Aim A:
Answer these questions from the text on copy editors, one line each:
(i) What share of the American Copy Editors Society's members work for newspapers?
(ii) What price would the laptop have sold for because of the math error Shana McNally caught?
(iii) What pump pressure did the manual's instruction give, and what was the true recommended pressure?
Aim B: Reproduce the passage of the text on copy editors between "Their work shows" and "same thing: communicating.", inclusive.

##### Text extract

They’re the people who celebrate National Grammar Day (today) and World Spelling Day (Wednesday) every day. Note that that’s not spelled everyday in this case; that’s the word to use as an adjective, as in, “Our everyday responsibility is to correct grammar and spelling.” And though their titles range from “proofreader” to “communications analyst” to “content coordinator,” the common duties they have are that of “editor.”
Their work shows up in print, on the Web, in social media, in annual reports, user manuals, consumer packages and in nearly everything you read. (They are perhaps most needed, and not used, for menus.)
The job of copy editor is often associated with newspapers, and indeed, many people in the editing profession began as newspaper copy editors. But as newspapers have cut copy editors, other organizations have kept them, or added them. The national group, the American Copy Editors Society (copydesk.org), began as a newspaper-based organization, but today only a quarter of its 1,000-plus members work for newspapers. When they gather for ACES’ annual conference in Las Vegas, from March 20-22, they’ll celebrate their diversity of background and tasks, which are all focused on the same thing: communicating.
Gretchen Kraft, copy desk manager for the Society for Human Resource Management, says: “Copy editors add value in nearly any professional environment. We bring fresh eyes and, often, a different perspective.” And, she says, “we care intensely about quality. We make everyone look better.”
For many, nothing is more satisfying than the great “catch.” Tom Paquin, a marketing editor of Ayres Associates, a national architectural and engineering company, notes that every editor at some point “will come across the word ‘public’ missing its ‘L.’ I always take a close look at that word, and it’s always satisfying to catch that error.” Natalie Ballard says that in her first week at one company, her co-workers contributed to a tip jar every time she caught something. “I don’t even know what I did,” she says. “I just know I made a lot of money with that tip jar!” More importantly, she says, “I save the company tens of thousands of dollars on a daily basis. Errors simply do not see print.”
Shana McNally literally saved her company millions. A corporate proofreader for Costco, she recalls, “I once caught a math error that would have resulted in a laptop being sold for $89 instead of $899.99.”
Sometimes, copy editors can even save lives. Amy Frushour Kelly says that while editing an operations and maintenance manual, “I came across an instruction advising the reader to operate a pump at 500psi, when the true recommended pressure was 50psi. If the manual had gone to print with those instructions, the operator’s arm would have been torn off. So I like to think of all the arms I’ve saved with my savvy copy editing.”
Another editor’s rule of thumb: Copy should not titillate unintentionally. Holly Ashworth, senior copy manager at Redbox, says: “It helps to have the mind of a 12-year-old boy, so you can catch innuendos that more respectable people don’t notice.” In the movie business, she says, clients often “want to use the phrase ‘happy ending’ on promotional materials. That one doesn’t make it past my desk.”
Debbie Andreen, an associate editor in the San Diego Zoo’s Global Marketing Department, will present a session at this year’s ACES conference called, “Even Gorillas Need Copy Editors.” Her job includes blog posts and promotional videos, and comes with some perks. “I insisted that I be present at one of our panda cub’s exams so I could write a blog about it,” she says. And when she wanted to record tiger cubs for a video, she not only got her footage, but also got to hold one.
“It was an experience that will stay with me all my days,” she says.
Merrill Perlman is a member of the American Copy Editors Society board and is president of its scholarship fund. She was an editor at The New York Times for 25 years.

##########
##### Material

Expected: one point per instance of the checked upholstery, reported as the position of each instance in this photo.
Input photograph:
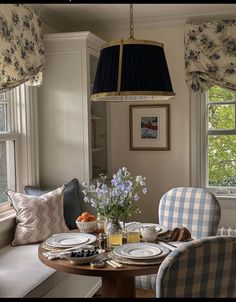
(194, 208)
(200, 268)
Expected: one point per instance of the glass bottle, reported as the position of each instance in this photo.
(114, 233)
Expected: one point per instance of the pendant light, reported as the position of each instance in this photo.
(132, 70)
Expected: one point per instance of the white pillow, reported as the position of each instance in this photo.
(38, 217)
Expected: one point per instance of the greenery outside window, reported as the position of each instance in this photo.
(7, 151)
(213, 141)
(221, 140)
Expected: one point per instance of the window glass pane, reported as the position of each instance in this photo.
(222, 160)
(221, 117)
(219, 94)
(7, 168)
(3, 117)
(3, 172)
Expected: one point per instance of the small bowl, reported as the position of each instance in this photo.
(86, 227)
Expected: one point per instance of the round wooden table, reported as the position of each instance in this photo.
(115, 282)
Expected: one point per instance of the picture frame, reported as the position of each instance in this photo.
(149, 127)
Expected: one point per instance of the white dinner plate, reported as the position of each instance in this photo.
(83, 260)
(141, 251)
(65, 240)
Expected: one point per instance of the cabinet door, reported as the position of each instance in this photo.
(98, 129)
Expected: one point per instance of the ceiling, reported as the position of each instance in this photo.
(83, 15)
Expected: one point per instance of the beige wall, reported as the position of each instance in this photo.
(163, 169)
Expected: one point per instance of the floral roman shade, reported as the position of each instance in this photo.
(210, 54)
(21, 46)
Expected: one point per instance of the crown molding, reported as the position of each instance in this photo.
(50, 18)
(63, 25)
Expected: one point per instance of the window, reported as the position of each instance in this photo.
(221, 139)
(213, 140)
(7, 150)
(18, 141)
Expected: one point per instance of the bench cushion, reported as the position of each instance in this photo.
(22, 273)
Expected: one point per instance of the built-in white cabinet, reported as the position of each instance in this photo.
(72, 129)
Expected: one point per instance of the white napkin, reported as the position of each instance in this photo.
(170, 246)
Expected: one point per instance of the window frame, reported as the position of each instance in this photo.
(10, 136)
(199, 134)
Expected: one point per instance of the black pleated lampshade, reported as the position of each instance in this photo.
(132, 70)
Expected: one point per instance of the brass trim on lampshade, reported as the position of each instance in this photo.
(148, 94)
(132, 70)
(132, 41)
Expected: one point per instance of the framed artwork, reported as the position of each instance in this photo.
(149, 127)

##########
##### Material

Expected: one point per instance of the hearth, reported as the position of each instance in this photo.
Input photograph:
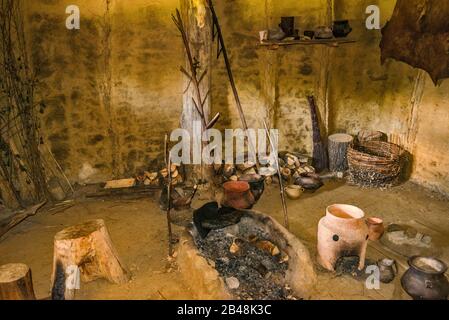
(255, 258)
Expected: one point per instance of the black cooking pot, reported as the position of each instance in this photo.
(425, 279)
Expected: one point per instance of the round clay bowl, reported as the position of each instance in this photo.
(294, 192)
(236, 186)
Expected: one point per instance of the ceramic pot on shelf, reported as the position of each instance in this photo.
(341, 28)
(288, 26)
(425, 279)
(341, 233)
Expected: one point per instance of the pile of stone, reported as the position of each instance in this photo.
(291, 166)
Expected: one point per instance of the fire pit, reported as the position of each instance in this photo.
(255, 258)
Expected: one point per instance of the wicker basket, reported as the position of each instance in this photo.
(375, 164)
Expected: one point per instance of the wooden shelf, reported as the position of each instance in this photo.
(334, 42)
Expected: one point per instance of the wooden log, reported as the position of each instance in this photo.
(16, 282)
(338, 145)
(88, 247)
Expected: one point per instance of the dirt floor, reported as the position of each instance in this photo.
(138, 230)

##########
##### Material

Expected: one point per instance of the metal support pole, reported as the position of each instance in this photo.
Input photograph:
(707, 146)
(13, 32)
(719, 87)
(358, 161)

##########

Full response A:
(i) A quarter
(ii) $89 instead of $899.99
(iii) 500psi; the true recommended pressure was 50psi

Full response B:
Their work shows up in print, on the Web, in social media, in annual reports, user manuals, consumer packages and in nearly everything you read. (They are perhaps most needed, and not used, for menus.)
The job of copy editor is often associated with newspapers, and indeed, many people in the editing profession began as newspaper copy editors. But as newspapers have cut copy editors, other organizations have kept them, or added them. The national group, the American Copy Editors Society (copydesk.org), began as a newspaper-based organization, but today only a quarter of its 1,000-plus members work for newspapers. When they gather for ACES’ annual conference in Las Vegas, from March 20-22, they’ll celebrate their diversity of background and tasks, which are all focused on the same thing: communicating.